**Data section:**
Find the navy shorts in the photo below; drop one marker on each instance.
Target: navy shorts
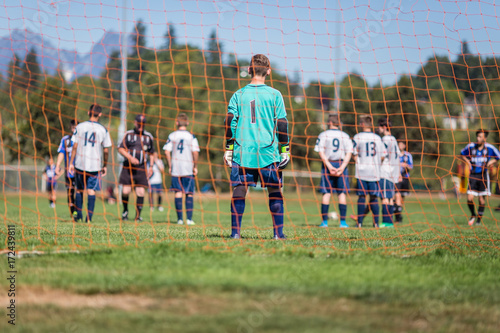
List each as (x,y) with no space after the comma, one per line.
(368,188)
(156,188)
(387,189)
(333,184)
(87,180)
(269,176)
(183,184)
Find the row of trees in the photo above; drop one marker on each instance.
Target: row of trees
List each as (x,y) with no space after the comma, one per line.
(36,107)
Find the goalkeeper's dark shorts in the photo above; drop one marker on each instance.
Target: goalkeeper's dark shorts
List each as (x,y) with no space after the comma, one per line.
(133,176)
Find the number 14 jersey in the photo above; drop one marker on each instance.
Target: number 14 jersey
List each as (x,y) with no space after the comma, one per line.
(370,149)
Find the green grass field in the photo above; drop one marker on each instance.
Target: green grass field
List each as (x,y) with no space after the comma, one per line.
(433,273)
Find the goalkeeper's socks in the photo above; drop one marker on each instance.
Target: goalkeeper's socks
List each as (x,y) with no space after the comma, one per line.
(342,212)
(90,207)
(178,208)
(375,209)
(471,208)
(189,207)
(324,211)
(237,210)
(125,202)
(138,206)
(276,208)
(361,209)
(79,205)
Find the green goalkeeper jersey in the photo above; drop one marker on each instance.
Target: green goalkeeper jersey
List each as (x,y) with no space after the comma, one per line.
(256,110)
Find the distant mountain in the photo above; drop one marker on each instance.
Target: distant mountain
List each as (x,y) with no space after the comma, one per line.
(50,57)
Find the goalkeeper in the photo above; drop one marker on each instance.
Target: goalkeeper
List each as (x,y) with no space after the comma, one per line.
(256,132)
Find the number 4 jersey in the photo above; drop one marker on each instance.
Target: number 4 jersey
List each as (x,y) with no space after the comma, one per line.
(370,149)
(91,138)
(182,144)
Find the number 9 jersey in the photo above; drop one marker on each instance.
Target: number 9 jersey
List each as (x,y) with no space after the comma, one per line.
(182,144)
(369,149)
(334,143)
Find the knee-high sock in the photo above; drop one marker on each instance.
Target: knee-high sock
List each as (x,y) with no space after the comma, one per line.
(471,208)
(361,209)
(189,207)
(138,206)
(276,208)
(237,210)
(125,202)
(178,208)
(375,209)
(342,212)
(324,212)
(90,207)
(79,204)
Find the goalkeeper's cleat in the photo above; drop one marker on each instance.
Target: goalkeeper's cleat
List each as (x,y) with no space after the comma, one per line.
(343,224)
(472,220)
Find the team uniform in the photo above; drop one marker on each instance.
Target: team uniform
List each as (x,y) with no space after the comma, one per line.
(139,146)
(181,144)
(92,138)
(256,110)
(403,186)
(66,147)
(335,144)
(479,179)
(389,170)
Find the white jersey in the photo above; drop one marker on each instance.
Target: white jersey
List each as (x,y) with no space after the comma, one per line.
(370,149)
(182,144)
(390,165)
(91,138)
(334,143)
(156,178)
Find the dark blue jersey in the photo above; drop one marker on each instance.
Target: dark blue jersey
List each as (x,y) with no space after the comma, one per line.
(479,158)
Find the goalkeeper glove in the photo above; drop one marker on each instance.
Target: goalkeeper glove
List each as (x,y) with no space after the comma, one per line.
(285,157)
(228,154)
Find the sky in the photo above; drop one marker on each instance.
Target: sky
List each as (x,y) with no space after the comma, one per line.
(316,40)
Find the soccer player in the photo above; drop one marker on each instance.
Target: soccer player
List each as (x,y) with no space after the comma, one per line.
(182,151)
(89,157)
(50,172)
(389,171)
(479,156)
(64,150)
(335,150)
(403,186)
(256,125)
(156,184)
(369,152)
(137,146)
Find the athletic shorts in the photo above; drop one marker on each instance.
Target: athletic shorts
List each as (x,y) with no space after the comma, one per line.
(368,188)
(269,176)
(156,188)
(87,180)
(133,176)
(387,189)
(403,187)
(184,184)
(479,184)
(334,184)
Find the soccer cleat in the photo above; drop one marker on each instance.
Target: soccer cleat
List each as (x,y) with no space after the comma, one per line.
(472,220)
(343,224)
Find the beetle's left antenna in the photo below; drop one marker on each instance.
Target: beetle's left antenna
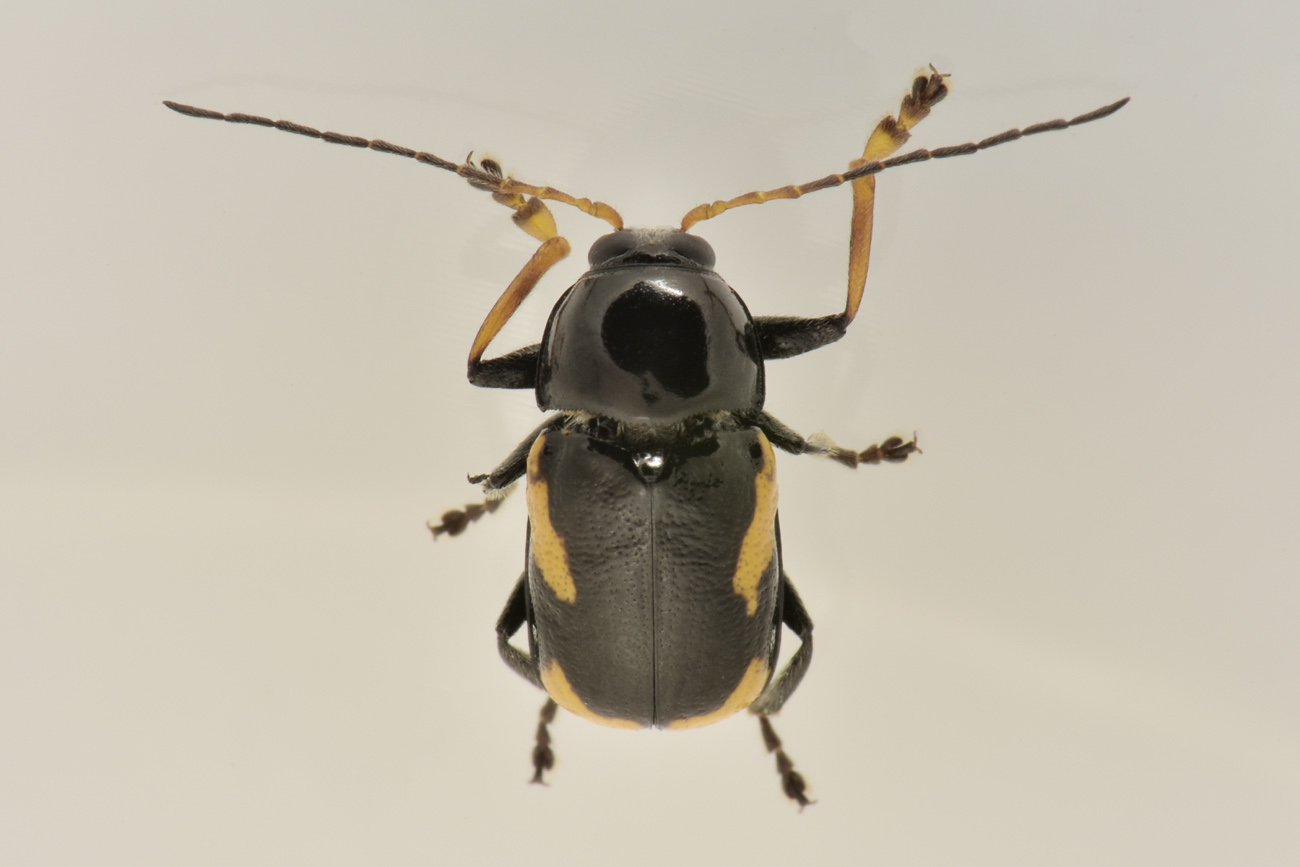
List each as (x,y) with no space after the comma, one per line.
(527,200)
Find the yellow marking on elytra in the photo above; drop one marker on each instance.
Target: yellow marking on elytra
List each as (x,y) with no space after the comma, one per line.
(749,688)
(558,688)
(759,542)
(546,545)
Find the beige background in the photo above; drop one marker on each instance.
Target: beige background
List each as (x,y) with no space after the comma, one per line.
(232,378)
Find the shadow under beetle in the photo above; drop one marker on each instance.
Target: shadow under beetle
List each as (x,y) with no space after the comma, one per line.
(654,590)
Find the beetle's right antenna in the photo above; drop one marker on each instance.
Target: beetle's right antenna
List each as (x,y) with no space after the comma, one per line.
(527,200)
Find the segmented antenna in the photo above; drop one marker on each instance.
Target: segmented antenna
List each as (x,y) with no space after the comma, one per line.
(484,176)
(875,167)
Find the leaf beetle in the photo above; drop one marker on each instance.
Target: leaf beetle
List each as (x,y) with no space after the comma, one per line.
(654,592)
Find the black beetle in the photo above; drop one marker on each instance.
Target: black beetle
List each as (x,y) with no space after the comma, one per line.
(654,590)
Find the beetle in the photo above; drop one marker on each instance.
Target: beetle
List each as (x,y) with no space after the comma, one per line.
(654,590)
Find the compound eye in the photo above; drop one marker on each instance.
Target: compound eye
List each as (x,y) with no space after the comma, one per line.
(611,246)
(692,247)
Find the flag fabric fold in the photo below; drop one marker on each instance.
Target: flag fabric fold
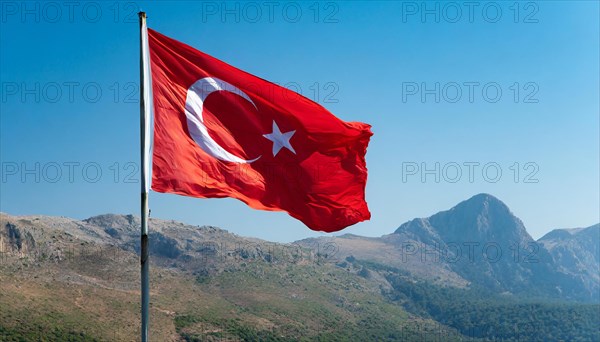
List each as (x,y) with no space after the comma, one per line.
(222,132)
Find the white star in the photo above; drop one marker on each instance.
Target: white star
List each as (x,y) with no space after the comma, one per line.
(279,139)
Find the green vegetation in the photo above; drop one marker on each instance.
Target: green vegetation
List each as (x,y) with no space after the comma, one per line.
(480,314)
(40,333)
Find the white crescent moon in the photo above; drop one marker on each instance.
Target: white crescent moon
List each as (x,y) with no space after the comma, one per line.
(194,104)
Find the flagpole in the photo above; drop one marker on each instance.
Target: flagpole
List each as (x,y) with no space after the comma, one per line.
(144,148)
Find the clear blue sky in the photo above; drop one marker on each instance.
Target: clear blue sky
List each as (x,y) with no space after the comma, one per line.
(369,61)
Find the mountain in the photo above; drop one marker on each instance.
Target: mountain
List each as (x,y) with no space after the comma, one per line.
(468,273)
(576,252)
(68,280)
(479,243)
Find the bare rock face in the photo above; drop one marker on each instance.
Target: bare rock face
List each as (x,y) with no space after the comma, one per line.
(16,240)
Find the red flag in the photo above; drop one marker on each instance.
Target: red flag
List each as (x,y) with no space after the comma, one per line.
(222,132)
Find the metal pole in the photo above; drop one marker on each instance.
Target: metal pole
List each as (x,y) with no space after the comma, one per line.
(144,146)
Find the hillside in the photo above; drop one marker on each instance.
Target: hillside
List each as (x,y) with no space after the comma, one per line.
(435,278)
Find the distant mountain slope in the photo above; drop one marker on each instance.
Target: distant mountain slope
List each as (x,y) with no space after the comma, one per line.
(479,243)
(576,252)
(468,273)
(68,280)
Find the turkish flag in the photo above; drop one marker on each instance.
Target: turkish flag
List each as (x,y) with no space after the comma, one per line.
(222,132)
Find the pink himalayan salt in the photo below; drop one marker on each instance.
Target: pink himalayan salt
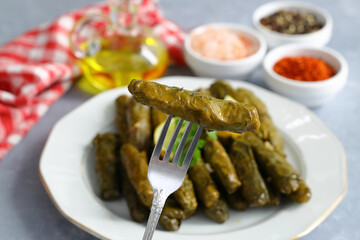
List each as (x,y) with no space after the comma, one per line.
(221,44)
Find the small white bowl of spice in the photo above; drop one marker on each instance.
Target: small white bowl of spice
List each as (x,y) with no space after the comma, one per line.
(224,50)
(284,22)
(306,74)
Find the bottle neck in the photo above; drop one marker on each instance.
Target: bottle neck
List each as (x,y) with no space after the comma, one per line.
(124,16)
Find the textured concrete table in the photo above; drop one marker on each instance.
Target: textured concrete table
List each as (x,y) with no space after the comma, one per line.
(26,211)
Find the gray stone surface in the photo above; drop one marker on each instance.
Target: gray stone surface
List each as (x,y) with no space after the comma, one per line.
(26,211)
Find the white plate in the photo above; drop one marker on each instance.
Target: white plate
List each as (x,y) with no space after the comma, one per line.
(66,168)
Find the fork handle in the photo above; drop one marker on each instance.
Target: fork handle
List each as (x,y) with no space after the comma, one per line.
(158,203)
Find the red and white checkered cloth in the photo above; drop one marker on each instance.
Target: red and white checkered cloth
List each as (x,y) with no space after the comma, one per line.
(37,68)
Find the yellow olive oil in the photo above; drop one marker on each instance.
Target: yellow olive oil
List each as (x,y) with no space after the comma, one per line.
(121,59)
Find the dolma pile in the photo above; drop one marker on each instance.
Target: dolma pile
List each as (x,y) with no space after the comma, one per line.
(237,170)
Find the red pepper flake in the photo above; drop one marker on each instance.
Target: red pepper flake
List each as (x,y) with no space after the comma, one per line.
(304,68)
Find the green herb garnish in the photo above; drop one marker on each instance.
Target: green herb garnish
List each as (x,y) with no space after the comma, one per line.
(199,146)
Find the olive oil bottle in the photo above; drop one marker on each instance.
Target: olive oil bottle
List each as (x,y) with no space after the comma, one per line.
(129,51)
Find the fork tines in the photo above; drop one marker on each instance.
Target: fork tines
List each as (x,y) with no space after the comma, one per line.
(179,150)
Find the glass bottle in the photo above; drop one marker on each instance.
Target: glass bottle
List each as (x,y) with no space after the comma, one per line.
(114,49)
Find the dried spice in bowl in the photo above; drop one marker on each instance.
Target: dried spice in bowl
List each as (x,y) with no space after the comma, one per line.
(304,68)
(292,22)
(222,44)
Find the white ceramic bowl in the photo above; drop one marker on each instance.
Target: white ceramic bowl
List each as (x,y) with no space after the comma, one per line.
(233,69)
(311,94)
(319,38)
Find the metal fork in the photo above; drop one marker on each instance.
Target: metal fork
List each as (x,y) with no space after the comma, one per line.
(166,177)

**What the task asks:**
Give again only the lines of the material above that run from the one with "Find the olive" through the end, both included, exactly as they appear.

**Written response:**
Find the olive oil bottle in the photo above; drop one marker on each instance.
Target: olive oil bottle
List each as (x,y) with no space after the comma, one per line.
(129,51)
Find the fork tines in the photo above; drop one marker on each instance.
Target: fork tines
List each as (x,y) with no space after the comma, one per line.
(179,150)
Find the glass bottle in the photo above; drop one marker on each instance.
Target: glass bottle
List each as (x,y) with no space after the comma, one per line.
(114,49)
Find the dried spice in bowl in the photo above; drop one marker on each instance.
Target: dried spice in bowl
List each as (x,y) with no space after the comma, one per line.
(304,68)
(292,22)
(222,44)
Find the white ceramic bowl in the photo above; drop one marker on each instance.
Target: white ceramic bowl
List each as (x,y) with no space after the comma, one per line.
(233,69)
(311,94)
(319,38)
Find the metal fork in the photo above; drop one marker on each instance.
Target: metal fork
List each as (x,y) with no space after the comma, one per line.
(166,177)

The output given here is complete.